## TASK
Render every line of the material below as one entry in a numbered list, leaving out any blank lines.
>> Begin ENTRIES SUPPLIED
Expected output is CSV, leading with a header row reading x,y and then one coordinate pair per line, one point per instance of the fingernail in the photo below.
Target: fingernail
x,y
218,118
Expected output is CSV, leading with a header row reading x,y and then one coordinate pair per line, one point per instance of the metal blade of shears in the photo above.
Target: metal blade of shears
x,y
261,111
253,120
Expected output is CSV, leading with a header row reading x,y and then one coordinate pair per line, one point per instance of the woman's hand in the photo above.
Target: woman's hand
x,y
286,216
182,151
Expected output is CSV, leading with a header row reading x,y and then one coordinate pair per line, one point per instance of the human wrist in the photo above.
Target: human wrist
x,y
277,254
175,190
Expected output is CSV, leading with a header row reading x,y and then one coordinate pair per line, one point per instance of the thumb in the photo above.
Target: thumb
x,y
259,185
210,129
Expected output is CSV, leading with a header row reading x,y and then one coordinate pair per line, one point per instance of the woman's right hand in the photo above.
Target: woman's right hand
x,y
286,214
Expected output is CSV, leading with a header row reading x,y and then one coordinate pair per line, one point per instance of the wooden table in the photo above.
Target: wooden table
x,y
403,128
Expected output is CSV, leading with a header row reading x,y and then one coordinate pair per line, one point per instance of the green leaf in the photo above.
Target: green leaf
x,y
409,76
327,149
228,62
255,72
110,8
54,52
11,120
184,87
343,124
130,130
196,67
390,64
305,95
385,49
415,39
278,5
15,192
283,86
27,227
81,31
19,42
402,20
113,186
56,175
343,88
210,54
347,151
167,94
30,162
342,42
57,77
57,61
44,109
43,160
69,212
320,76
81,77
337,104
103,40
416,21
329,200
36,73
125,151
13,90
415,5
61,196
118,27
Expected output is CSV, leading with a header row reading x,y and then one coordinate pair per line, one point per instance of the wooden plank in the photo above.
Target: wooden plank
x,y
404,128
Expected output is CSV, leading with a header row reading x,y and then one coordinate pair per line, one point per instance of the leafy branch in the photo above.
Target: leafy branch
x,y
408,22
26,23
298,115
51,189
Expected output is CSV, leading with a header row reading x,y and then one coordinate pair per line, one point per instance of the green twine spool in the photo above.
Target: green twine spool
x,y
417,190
>> End ENTRIES SUPPLIED
## IN RESPONSE
1. Expected output is CSV, leading with a header row reading x,y and then one coordinate pair per line, one point per instance of the fingernail in the photo below.
2. Target: fingernail
3. x,y
4. 218,118
5. Expected output is CSV, leading with a header row reading x,y and then one coordinate pair per line, one point per instance of the metal blade of shears in the photo above.
6. Target: metal blade of shears
7. x,y
8. 261,111
9. 253,120
10. Expected output is CSV, leading with a header row reading x,y and then one coordinate pair per line, one point per instance of the woman's hand in the photo above.
11. Target: woman's hand
12. x,y
13. 286,216
14. 182,151
15. Expected output is CSV, leading with a header row reading x,y and then one coordinate pair per line, one point per instance of the human wrist in the photo above.
16. Target: human wrist
17. x,y
18. 277,254
19. 175,190
20. Expected output is CSV, leading with a header row reading x,y and then one coordinate pair per line, one point per instance of the thumb in the photo above.
21. Target: thumb
22. x,y
23. 259,185
24. 210,129
25. Expected output is CSV, leading with a header row reading x,y and then one coordinate pair per line, one point per instance of the woman's right hand in the photo above.
26. Target: woman's right hand
27. x,y
28. 286,214
29. Expected output is CSV, leading with a header row reading x,y and then one coordinate pair per line, one point per instance of the wooden table in the photo above.
30. Target: wooden table
31. x,y
32. 403,128
33. Expected output is CSV, leading with a header row reading x,y and then one coordinate pair per line, one point per instance of the green leaf in the photo above.
34. Target: green leaf
35. x,y
36. 409,76
37. 327,149
38. 228,62
39. 255,72
40. 110,8
41. 54,52
42. 11,120
43. 184,87
44. 343,124
45. 130,130
46. 196,67
47. 390,64
48. 305,95
49. 385,49
50. 415,39
51. 278,5
52. 15,192
53. 283,86
54. 27,227
55. 81,31
56. 19,42
57. 402,20
58. 113,186
59. 56,175
60. 343,88
61. 210,54
62. 347,151
63. 167,94
64. 30,162
65. 342,42
66. 57,77
67. 57,61
68. 44,109
69. 43,160
70. 69,212
71. 320,76
72. 81,77
73. 337,104
74. 103,40
75. 416,21
76. 329,200
77. 36,73
78. 125,151
79. 13,90
80. 415,5
81. 61,196
82. 118,27
83. Expected output is CSV, leading with a header row reading x,y and then one coordinate pair per line, one point per instance of the wooden plank in the photo above.
84. Target: wooden plank
85. x,y
86. 404,128
87. Expected output is CSV, leading with a header row reading x,y and then one coordinate pair per line, one point per instance of the leafy branch in the photo above.
88. Target: leafy branch
89. x,y
90. 408,22
91. 26,23
92. 298,115
93. 51,189
94. Expected output is CSV, leading with a header row reading x,y and then one coordinate pair per line, one point per instance of the green twine spool in the photo above.
95. Target: green twine spool
96. x,y
97. 417,190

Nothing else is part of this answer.